[Exercise]
Starting with the line that contains "mask job: red chili pepper", copy every line through the end of the data below, exactly and with nothing added.

Collected data
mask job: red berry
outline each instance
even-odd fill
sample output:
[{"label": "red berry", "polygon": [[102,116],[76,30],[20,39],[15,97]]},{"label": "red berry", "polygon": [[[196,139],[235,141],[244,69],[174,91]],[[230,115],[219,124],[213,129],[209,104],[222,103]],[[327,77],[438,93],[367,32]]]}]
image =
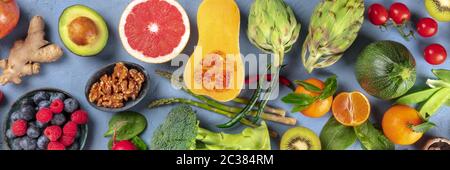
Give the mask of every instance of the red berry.
[{"label": "red berry", "polygon": [[119,141],[114,143],[112,150],[137,150],[136,146],[128,140]]},{"label": "red berry", "polygon": [[11,128],[14,136],[20,137],[27,134],[28,124],[27,121],[19,119],[14,121]]},{"label": "red berry", "polygon": [[47,145],[47,150],[65,150],[66,147],[59,142],[50,142]]},{"label": "red berry", "polygon": [[42,108],[36,113],[36,120],[41,123],[48,123],[53,119],[53,113],[48,108]]},{"label": "red berry", "polygon": [[63,135],[75,137],[78,132],[78,125],[72,121],[67,122],[63,127]]},{"label": "red berry", "polygon": [[50,104],[50,110],[55,113],[61,113],[64,110],[64,102],[61,99],[56,99]]},{"label": "red berry", "polygon": [[432,18],[420,19],[416,27],[422,37],[431,37],[438,32],[438,23]]},{"label": "red berry", "polygon": [[75,141],[75,137],[73,136],[62,136],[61,139],[59,139],[59,142],[63,144],[64,146],[70,146]]},{"label": "red berry", "polygon": [[88,114],[84,110],[77,110],[72,113],[71,120],[79,125],[84,125],[88,122]]},{"label": "red berry", "polygon": [[62,130],[59,126],[53,125],[45,128],[44,135],[47,136],[50,141],[57,141],[62,134]]}]

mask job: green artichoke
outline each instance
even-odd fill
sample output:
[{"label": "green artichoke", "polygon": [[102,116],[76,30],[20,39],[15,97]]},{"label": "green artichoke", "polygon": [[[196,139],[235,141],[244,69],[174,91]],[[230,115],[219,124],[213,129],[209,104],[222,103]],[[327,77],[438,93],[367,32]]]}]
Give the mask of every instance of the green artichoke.
[{"label": "green artichoke", "polygon": [[363,0],[323,0],[311,16],[303,44],[306,70],[311,73],[336,63],[355,41],[363,21]]},{"label": "green artichoke", "polygon": [[255,0],[248,17],[250,42],[283,62],[284,53],[292,49],[300,34],[300,24],[283,0]]}]

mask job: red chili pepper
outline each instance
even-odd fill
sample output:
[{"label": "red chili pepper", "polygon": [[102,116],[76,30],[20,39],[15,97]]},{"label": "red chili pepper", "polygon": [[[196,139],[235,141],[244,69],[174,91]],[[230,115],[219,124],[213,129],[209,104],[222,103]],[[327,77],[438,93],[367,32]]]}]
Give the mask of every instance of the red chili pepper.
[{"label": "red chili pepper", "polygon": [[[259,76],[256,76],[256,75],[249,76],[249,77],[247,77],[245,79],[245,84],[252,84],[252,83],[255,83],[258,80],[259,80]],[[272,74],[266,74],[266,80],[267,81],[271,81],[272,80]],[[280,76],[279,77],[279,82],[280,82],[280,84],[282,84],[282,85],[284,85],[286,87],[289,87],[292,91],[295,91],[295,86],[286,77]]]}]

[Answer for this exercise]
mask job: red chili pepper
outline each instance
even-odd fill
sample output:
[{"label": "red chili pepper", "polygon": [[102,116],[76,30],[20,39],[15,97]]},{"label": "red chili pepper", "polygon": [[[196,139],[235,141],[244,69],[174,91]],[[230,115],[219,124],[213,129],[209,104],[222,103]],[[327,77],[438,93],[367,32]]]}]
Give the mask of every instance of the red chili pepper.
[{"label": "red chili pepper", "polygon": [[[259,76],[256,76],[256,75],[249,76],[249,77],[247,77],[245,79],[245,84],[252,84],[252,83],[255,83],[258,80],[259,80]],[[272,74],[266,74],[266,80],[267,81],[271,81],[272,80]],[[280,76],[279,77],[279,82],[280,82],[280,84],[282,84],[282,85],[284,85],[286,87],[289,87],[292,91],[295,91],[295,86],[286,77]]]}]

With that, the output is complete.